> **Records**
------------------------------------------------------------------------
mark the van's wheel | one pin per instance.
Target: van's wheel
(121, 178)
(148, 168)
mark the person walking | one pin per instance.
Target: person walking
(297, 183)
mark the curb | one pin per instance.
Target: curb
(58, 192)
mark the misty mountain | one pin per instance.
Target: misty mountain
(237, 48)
------------------------------------------------------------------------
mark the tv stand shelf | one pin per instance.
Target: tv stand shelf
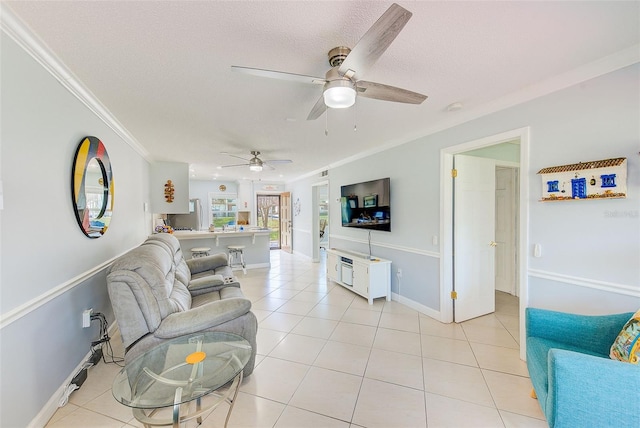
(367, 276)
------------------------------------------------------------------------
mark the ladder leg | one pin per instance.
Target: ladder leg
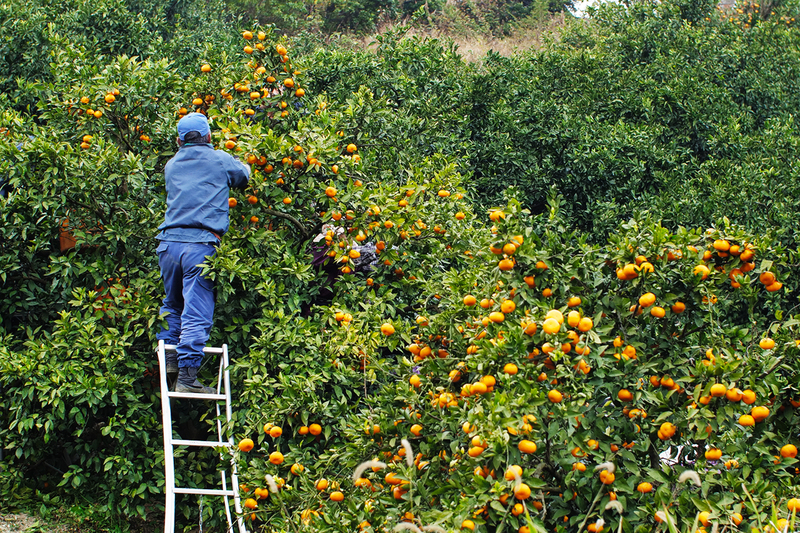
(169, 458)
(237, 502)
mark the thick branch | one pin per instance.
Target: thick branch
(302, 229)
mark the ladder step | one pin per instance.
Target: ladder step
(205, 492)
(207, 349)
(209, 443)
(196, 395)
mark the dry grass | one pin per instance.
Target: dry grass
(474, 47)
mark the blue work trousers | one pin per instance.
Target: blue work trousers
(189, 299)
------------------------------------------------------------------------
> **Direction**
Show each line in the items above that contains the word "thick".

> **Problem solution**
mark the thick branch | one pin per instance.
Target: thick branch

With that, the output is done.